> _EXERCISE AIM_: Determine how many lines below include the string "tarmac". Reply with the number only.

> _EXERCISE DATA_:

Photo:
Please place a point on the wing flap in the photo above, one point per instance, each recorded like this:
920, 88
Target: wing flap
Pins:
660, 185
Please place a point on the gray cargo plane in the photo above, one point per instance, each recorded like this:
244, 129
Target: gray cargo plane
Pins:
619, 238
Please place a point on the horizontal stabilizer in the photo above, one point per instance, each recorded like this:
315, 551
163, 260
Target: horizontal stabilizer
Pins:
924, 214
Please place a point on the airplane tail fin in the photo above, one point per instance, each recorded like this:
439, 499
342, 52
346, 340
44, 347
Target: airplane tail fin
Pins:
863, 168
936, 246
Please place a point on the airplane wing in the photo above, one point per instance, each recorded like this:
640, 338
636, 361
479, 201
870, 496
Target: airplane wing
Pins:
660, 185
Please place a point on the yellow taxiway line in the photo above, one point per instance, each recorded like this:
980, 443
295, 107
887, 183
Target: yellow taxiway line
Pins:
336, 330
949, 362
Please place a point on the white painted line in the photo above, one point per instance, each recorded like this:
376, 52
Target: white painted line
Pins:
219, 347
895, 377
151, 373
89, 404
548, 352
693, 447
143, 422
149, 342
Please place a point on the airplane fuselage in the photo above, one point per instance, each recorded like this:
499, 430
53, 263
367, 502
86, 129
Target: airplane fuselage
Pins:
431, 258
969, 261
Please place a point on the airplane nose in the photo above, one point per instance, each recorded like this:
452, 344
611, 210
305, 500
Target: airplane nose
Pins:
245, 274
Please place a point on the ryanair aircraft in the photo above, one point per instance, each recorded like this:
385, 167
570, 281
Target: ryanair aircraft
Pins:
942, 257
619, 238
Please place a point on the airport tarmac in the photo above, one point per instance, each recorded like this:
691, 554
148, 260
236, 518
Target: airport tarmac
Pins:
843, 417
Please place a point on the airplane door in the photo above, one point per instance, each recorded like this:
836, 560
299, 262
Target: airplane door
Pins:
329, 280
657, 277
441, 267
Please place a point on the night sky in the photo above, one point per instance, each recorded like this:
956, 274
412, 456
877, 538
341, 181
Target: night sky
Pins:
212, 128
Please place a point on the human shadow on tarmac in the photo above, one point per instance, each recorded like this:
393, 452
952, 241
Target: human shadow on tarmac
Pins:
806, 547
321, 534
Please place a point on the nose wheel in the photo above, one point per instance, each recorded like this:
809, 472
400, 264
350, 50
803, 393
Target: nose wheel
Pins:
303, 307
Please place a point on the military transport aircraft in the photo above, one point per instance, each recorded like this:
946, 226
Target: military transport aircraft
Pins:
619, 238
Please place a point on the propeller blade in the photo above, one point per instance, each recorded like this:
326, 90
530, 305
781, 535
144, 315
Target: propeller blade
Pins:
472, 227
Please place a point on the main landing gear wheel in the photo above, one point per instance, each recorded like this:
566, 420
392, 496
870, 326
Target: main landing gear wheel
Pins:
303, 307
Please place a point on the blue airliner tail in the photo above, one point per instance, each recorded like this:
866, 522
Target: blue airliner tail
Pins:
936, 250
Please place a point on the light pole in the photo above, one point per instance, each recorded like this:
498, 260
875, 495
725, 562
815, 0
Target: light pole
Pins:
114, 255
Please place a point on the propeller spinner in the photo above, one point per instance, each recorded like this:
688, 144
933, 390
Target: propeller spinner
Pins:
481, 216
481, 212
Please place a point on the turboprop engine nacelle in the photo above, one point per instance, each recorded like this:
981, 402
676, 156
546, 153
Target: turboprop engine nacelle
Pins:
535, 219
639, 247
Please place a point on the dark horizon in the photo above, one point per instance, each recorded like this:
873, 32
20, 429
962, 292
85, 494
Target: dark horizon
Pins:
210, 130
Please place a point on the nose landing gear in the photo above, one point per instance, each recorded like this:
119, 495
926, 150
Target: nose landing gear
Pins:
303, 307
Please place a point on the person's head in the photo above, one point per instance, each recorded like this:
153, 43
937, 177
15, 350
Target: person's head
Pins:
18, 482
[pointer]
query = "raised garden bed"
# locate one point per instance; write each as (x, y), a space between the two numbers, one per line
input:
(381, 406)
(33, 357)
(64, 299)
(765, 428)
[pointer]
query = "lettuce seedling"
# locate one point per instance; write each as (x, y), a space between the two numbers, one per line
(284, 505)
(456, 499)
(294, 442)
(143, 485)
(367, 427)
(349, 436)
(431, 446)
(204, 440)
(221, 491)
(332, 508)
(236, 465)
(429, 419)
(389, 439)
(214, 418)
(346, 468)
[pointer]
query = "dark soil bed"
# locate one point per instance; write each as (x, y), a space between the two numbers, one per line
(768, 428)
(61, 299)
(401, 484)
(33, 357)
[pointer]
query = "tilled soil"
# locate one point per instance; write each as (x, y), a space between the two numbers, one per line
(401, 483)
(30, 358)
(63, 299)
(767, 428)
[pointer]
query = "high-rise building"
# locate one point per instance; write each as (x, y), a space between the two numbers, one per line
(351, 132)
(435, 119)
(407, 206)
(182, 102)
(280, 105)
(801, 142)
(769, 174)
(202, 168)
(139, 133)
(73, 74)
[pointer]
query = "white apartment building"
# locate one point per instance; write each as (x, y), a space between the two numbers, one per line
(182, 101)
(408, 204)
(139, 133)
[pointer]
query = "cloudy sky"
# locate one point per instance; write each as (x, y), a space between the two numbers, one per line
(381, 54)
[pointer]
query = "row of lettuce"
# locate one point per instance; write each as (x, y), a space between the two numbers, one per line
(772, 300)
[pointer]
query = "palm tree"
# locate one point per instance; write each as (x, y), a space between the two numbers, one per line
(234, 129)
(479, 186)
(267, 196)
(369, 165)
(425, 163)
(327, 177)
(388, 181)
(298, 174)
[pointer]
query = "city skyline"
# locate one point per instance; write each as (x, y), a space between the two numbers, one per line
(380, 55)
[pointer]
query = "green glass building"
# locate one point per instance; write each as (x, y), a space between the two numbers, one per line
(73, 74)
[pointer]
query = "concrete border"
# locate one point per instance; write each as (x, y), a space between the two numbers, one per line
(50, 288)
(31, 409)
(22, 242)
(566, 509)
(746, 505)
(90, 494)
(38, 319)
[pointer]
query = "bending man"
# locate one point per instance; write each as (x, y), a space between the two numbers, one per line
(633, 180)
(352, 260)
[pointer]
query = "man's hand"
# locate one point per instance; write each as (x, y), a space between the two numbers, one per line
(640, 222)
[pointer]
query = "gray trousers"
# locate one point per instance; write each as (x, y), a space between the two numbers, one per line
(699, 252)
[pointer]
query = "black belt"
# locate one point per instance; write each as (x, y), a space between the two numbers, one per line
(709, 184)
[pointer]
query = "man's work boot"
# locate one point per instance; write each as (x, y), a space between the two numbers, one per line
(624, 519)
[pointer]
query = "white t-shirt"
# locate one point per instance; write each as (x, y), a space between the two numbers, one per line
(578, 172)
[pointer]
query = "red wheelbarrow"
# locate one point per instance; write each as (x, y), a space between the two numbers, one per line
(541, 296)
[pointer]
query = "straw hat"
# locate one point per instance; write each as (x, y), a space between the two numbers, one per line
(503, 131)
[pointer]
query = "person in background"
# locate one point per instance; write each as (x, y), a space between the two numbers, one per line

> _YOUR SOLUTION_: 4